- TRECHO DO DOCUMENTO
Não foi a libertação
do medo,
mas o equilíbrio do
medo,
que tornou possível a sobrevivência da nossa
civilização.
Golda Meir
A cada dia que passa na
fisicalidade, em que os anos pesam, fica mais nítida a herança genética
recebida ainda no ventre. Aquilo que pensávamos ter esvanecido na memória
aparece nitidamente, e o que víamos em nossos pais, apresenta-se em nosso corpo.
Estas memórias, frases e ditados voltam em momentos específicos. Um bastante marcante para mim é quando na infância, adolescência e até juventude, pedia dinheiro ou algo para meu pai e ele, sempre muito generosamente dava, e muito orgulhosamente repetia: “aproveita enquanto o Brás é tesoureiro”. Eu, sempre muito curiosa, partia para pesquisar essa origem, obviamente sem google e afins. Muito tempo depois entendi o significado, pois a origem do bordão é controversa, mas quer dizer unicamente para que se aproveite o tempo presente porque ele passa e nada será como antes. Pura verdade das muitas proferidas pelo meu sábio pai.
Outra ainda no meu microcosmo,
repetida muitas vezes, desta vez pela minha mãe, é a de quando perguntávamos
para ela, se estava tudo bem, ela falava: “Tudo como dantes no quartel de
Abrantes”, dessa vez para dizer que estava tudo como sempre, sem
nenhuma alteração, mesmo sabendo que existiam alguns problemas. E tal qual o
significado histórico de tal frase (*), levando-se em conta a sua
personalidade, o mundo podia estar desabando, mas ela queria acreditar que
estava tudo bem, como sempre ela queria que estivesse.
Agora, levando essa frase para o macrocosmo, ou seja, o país, o mundo, o planeta, é bastante peculiar como algumas pessoas continuam vivendo como se estivesse tudo calmo no quartel de Abrantes, ignorando a ebulição pela qual passa a humanidade.

- CONJUNTO DE TAREFAS
A: Converta em CSV de duas colunas, "texto" e "resposta", as entradas da linha que contém "Return one point per instance of the green" até a linha que contém "x=939, y=368", ambas incluídas. Use uma linha por entrada, com cada campo entre aspas e as quebras de linha trocadas por espaços.
B: Prossiga com o texto sobre os ditados de família a partir do ponto em que ele termina.

- ENTRADAS FORNECIDAS

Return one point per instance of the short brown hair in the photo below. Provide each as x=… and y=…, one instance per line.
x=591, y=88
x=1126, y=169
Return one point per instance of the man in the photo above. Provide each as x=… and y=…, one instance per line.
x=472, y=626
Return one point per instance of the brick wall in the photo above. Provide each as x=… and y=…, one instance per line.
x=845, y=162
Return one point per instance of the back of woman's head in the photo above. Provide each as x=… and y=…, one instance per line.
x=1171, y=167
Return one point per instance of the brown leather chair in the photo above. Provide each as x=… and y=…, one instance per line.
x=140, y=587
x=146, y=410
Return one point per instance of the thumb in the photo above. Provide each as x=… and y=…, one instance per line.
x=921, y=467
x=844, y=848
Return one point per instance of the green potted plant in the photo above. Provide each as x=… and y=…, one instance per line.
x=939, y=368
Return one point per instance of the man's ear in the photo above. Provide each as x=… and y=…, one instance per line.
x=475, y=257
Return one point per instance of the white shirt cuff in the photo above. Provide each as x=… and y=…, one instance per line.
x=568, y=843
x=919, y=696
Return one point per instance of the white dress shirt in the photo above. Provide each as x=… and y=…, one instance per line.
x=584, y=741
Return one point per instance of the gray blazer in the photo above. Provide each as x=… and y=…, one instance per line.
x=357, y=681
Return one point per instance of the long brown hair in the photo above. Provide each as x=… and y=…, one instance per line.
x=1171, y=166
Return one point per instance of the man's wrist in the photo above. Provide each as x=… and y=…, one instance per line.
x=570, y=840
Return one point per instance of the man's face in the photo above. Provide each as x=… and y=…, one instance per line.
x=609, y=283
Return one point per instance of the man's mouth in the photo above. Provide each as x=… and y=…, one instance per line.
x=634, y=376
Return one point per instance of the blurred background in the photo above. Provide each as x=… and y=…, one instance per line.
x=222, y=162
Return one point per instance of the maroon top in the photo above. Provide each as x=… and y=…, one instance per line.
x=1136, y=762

- CONJUNTO DE RESPOSTAS
A:
texto,resposta
"Return one point per instance of the green potted plant in the photo above. Provide each as x=… and y=…, one instance per line.","x=939, y=368"

B:
Temos diante dos nossos olhos uma
mudança profunda do nosso viver desde o início deste século. Intensas alterações sociais e tecnológicas, que nos colocaram no caos que temos
vivenciado, e muitos ainda permanecem com o mesmo pensar, os mesmos hábitos e
posturas do antigo século, ignorando a evolução do mundo. Aliás, na minha
observação, esse mesmo caos é muitas vezes causado pela incapacidade da maioria em
mudar o pensar e algumas atitudes, teimosamente iludidos que nada podem fazer.
E aí podemos elencar muitas
formas de assim ser; o que se coloca como vítima; ou aquele que se estiver tudo
bem para si e os seus, não interessa o restante; o resignado que aguarda um
salvador para salvar o mundo, e por aí se vai com o planeta nitidamente agitado,
muitos perdidos.
Não há receita ou agente externo
que possa nos dizer o que fazer, mas, concluo, diante da observação de todas essas
alterações, e pelas minhas próprias experiencias, que não há outra forma que
não seja a do autoconhecimento.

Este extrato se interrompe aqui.